== What you will do ==
The answer must be every line of the records in which the string "Should" appears.

== Source information ==

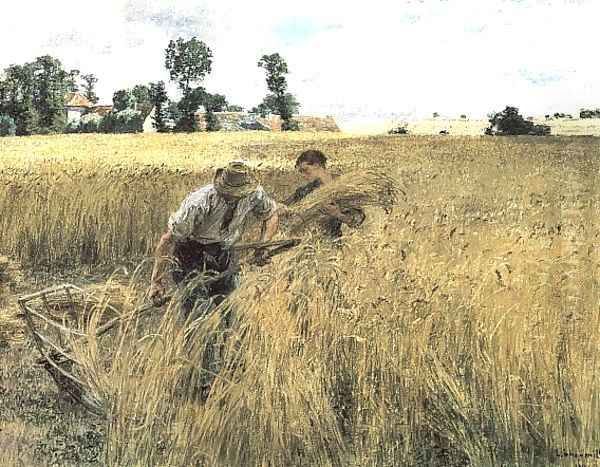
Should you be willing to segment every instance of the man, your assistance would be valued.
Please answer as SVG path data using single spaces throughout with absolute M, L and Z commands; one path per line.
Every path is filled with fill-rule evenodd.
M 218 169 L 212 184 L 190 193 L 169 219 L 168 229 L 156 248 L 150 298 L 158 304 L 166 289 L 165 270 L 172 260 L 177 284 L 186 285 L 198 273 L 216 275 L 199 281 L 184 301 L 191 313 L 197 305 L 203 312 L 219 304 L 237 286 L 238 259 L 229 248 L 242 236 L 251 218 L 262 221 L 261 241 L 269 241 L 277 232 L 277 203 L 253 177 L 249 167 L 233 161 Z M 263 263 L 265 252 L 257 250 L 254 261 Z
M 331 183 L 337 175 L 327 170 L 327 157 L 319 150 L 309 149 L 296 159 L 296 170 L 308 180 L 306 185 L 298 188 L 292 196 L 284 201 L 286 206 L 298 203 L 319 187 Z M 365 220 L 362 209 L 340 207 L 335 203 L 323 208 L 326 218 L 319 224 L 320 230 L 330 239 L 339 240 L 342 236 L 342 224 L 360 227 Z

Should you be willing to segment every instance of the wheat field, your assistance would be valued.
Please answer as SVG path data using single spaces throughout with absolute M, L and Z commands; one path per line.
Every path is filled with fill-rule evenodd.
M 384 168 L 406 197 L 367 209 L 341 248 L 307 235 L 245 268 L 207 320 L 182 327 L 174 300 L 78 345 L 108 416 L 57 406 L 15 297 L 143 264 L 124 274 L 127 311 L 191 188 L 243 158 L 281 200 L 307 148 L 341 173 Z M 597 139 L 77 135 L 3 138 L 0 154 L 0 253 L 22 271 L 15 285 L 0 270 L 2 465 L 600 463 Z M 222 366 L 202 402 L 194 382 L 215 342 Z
* * *
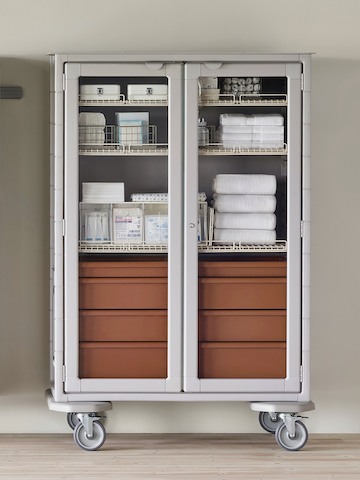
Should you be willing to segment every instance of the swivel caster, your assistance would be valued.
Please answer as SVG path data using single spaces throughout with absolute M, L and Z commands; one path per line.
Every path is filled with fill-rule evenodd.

== Solution ==
Should you be willing to segment every instance of the man, your assistance would be valued.
Should you be willing to segment every instance of the wheat field, your assistance would be valued.
Should you be willing to segment every instance of the swivel caster, your assistance would be valued.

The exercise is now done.